### Text ###
# My first dress *blush*



## Eoraptor (Feb 5, 2007)

Hi everyone!  You might remember back in December I wore one of Nikki's gowns to the fancy Christmas party.  It was my first time in public in a dress and I had a blast.  Around that same time, Nikki gave me one of her dresses to keep (it no longer fits her).  I've been sorta embarrassed to show everyone, partly because I couldn't get a good photo of it and partially because it's.... mine I guess?  I dunno.  It's like the gown was a costume I just had for one night, so it's less serious.  Anyway, I finally got an okay pic Saturday during my latest FOTD.  The dress still looks darker in the mirror and I have a black undershirt on underneath it, making it look less revealing up top.  I took another pic of the dress hanging up so you could see the real color and strap width.  What do you girls think?  I didn't choose this dress, so it's not my ideal, but I did get it free. 
	

	
	
		
		

		
			





  Are dresses okay to wear on a normal day?  This one seems like it's best for somewhat special occassions I think.  What style/color do you recommend for my next dress?  So many questions...


----------



## Velouria (Feb 5, 2007)

I think it really suits you! It's a very pretty dress that fits you perfectly. I agree that with it being partly velvet, it's more of an evening dress. That shape does work for you though.
### Dataset rows ###
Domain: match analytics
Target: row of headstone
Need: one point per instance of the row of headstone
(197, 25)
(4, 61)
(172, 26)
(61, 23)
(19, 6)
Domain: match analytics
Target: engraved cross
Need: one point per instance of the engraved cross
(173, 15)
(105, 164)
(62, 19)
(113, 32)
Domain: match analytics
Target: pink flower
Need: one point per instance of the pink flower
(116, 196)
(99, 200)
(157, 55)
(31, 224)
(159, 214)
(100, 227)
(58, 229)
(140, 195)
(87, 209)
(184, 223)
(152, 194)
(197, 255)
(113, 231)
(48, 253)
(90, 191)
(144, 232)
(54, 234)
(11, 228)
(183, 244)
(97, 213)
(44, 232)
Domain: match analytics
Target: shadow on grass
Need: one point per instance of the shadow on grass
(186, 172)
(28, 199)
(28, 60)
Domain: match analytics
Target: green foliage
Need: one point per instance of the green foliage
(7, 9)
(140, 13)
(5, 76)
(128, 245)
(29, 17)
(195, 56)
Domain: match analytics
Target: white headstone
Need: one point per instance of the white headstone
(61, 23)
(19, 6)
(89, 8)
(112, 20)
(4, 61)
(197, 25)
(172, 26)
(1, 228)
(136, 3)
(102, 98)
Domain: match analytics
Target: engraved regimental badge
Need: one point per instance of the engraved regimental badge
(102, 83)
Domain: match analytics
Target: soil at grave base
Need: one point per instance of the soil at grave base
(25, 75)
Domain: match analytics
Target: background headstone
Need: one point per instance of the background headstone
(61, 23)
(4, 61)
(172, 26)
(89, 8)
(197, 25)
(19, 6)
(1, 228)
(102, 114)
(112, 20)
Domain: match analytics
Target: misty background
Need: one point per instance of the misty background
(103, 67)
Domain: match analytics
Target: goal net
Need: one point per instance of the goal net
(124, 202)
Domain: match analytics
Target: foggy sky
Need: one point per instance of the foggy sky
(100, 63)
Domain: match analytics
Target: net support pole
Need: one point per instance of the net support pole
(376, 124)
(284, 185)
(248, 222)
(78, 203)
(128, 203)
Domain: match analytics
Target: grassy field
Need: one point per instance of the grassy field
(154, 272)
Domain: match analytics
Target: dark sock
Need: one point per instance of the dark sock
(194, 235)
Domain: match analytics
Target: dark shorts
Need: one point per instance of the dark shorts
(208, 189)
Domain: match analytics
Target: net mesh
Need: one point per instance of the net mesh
###
Exercise instructions:
Answer these questions about the dress thread:
1. When did Eoraptor first wear a dress in public, and to what event?
2. What is Eoraptor wearing under the dress in the photo?
3. According to Velouria, what about the dress makes it more of an evening dress?
The data was drawn from a separate source.

The solution:
1. In December, to the fancy Christmas party.
2. A black undershirt.
3. It is partly velvet.